Ejercicio propuesto 1:
Según la columna sobre Kirchner y Lousteau, ¿desde qué año ejerce el poder Néstor Kirchner y con qué cargo comenzó?
Ejercicio propuesto 2:
Prosiga la columna sobre Kirchner y Lousteau a partir del punto en que se interrumpe.

Prohibido tener ideas
Prohibido tener ideas
Por Joaquín Morales Solá
Para LA NACION
Néstor Kirchner cree, como también creía Carlos Menem, que a los moderados los vomita el diablo. Hombre acostumbrado a ejercer el poder con mano de hierro (lo hace desde 1987, cuando fue elegido intendente de Río Gallegos), al ex presidente no le sienta bien, evidentemente, la placidez de la jubilación.
En las horas recientes, Kirchner obligó al gobierno de su esposa a dar un golpe de timón en la conducción económica. El giro no hizo más que mostrar en el escenario lo que ya era un secreto a voces: el poder real del país lo conserva el ex presidente, convertido en una referencia inevitable de la política argentina.
Dicen los pocos que entran en la residencia de los presidentes que en el fondo no hay muchas disidencias entre Cristina y Néstor Kirchner. Aun cuando fuera así, el marido ni siquiera permitió las apariencias de un gobierno conducido personalmente por su esposa. Uno de los problemas más actuales y apremiantes de la política es precisamente ése. Resulta difícil para los dirigentes del oficialismo, y también para los líderes sociales sin adscripciones partidarias, desbrozar lo formal de la real o, en todo caso, prestarle atención a lo formal sin descuidar lo real.
Néstor Kirchner tuvo la sagacidad de percibir que él estaba a punto de agotarse políticamente cuando le cedió la candidatura presidencial a su esposa. La sagacidad llegó hasta ahí. Nunca permitió luego, por vías directas o indirectas, que apareciera un verdadero gobierno de Cristina Kirchner.
De hecho, Martín Lousteau fue la designación más descollante que hizo su esposa en el gabinete cuando asumió en diciembre último. Pero Lousteau arrastraba un problema sin solución: no contaba con el trato ni con la confianza del ex presidente.
Sin embargo, el ex ministro tenía una buena relación con el jefe de Gabinete, Alberto Fernández, y llegó a trabar un trato fluido con la Presidenta. A pesar de esos amigos, Lousteau murió políticamente encerrado en el laberinto que le construyeron sus adversarios internos, fundamentalmente el secretario de Comercio Interior, Guillermo Moreno, y, con más destrezas, el ministro de Planificación, Julio De Vido.
La demonología hace puntería sobre estos dos últimos funcionarios. No deja de ser injusto: es Kirchner quien no toleró la idea de un economista independiente, capaz además de mostrar ideas propias, al frente de la cartera económica. En rigor, Lousteau fue uno de los pocos ministros de Economía de la historia que terminaron fulminados por una idea. La explayó en las últimas horas para resolver la crisis económica. Se equivocó: Kirchner sostiene una concepción del mando según la cual nadie más que él mismo, dentro del gobierno, cuenta con el derecho de tener una idea.

Contenido del listado:
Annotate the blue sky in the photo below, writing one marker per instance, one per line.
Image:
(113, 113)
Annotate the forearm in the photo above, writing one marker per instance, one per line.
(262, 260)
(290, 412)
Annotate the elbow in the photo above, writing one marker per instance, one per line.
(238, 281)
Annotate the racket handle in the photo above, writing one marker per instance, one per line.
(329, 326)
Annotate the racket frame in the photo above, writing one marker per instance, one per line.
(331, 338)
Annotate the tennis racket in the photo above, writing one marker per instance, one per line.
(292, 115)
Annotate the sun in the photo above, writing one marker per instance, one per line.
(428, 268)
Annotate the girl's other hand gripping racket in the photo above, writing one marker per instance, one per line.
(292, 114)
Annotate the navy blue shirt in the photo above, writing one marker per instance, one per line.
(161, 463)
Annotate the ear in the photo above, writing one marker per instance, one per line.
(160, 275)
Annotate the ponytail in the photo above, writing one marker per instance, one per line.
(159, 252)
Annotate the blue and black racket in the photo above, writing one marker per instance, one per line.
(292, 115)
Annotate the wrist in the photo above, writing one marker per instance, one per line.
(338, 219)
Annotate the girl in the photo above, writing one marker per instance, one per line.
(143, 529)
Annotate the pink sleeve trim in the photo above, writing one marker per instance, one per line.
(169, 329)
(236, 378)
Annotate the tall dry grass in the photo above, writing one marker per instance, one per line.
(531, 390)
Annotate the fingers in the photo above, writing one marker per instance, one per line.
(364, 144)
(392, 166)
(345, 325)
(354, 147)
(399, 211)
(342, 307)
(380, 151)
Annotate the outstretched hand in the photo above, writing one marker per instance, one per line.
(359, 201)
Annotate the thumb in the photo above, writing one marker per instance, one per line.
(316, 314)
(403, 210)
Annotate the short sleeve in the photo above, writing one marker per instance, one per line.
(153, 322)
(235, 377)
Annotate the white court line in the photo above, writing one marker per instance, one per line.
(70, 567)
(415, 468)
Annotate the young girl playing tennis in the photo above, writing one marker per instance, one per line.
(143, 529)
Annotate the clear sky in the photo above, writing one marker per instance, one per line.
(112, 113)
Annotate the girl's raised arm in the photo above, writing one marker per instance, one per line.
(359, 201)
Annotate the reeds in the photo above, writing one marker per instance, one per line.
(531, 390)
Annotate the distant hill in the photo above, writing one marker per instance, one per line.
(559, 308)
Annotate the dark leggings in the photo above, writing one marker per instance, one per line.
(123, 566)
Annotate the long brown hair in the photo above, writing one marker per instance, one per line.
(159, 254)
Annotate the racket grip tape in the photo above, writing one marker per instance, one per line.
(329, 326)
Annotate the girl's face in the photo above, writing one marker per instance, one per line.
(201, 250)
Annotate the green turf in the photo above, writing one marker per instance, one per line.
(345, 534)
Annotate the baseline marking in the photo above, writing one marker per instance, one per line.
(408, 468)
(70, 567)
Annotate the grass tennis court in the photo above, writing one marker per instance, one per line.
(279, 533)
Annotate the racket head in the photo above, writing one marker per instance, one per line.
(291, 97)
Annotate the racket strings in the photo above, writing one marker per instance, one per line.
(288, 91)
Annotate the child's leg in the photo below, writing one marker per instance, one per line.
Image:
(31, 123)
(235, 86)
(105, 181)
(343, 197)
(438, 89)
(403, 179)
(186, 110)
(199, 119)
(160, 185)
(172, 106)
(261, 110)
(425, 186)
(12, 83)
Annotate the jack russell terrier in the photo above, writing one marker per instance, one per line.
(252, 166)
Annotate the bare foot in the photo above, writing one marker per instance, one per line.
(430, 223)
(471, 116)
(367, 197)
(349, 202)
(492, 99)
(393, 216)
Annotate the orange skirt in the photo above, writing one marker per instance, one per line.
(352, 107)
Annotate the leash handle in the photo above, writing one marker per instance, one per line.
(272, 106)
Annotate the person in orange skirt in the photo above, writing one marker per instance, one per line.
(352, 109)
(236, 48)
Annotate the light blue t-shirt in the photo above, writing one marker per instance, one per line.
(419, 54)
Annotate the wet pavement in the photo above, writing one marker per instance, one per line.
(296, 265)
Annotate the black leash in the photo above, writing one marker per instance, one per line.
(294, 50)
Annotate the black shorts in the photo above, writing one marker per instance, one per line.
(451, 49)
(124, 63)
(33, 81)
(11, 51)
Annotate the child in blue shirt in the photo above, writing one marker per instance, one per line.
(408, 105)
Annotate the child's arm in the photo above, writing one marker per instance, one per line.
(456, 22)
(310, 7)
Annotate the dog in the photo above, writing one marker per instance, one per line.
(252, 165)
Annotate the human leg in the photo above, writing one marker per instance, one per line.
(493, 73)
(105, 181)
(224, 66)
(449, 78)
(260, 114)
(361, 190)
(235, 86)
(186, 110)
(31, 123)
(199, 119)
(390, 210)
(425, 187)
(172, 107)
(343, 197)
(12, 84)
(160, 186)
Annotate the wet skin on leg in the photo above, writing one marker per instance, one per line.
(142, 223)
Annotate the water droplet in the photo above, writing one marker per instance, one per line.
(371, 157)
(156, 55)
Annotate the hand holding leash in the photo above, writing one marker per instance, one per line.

Respuesta del ejercicio 1:
Desde 1987, cuando fue elegido intendente de Río Gallegos.

Respuesta del ejercicio 2:
Kirchner está incómodo, retraído, hosco en su función sin funciones de esposo presidencial. Ya no va casi a sus oficinas políticas de Puerto Madero. Encerrado en Olivos, con la compañía de muy pocos incondicionales, mira las noticias de la televisión, se enciende en las divagaciones de la política, pierde amigos donde los tenía y ve enemigos donde no los tiene. De Vido y Moreno lo frecuentan o él los busca por teléfono permanentemente. Eso es lo que los hizo poderosos a ellos y débil a Lousteau.
Moreno es una nulidad política, que sólo sabe ir hasta más allá de donde le ordena el jefe. Pero De Vido tiene otra formación política; en la intimidad, sabe que las cosas están mal en la Argentina. No obstante, la naturaleza de su relación con Kirchner le impide llegar a la sinceridad. Se limita a cumplir las órdenes que emanan de su viejo líder y a darle la razón en todo. Así ha sido siempre el trato entre ellos y así será siempre.
Kirchner despacha con rapidez a los moderados: "Ustedes son unos componedores permanentes. Eso no me sirve", dice y corta cualquier avance de aquéllos. Kirchner nunca fue un moderado. Sólo retiene a los moderados en la administración por la curiosidad que cualquiera siente cuando observa un ave de otra especie.
A las nostalgias del poder se les agregan, en Kirchner, las añoranzas de los buenos tiempos. No hay experiencia que haya registrado al político Kirchner gobernando en la adversidad. Gobernó una provincia petrolera, rica, amplia y poco poblada. Cuando los otros gobernadores mendigaban recursos al Estado nacional para pagar salarios, Kirchner se daba el lujo de enviar millones de dólares al exterior.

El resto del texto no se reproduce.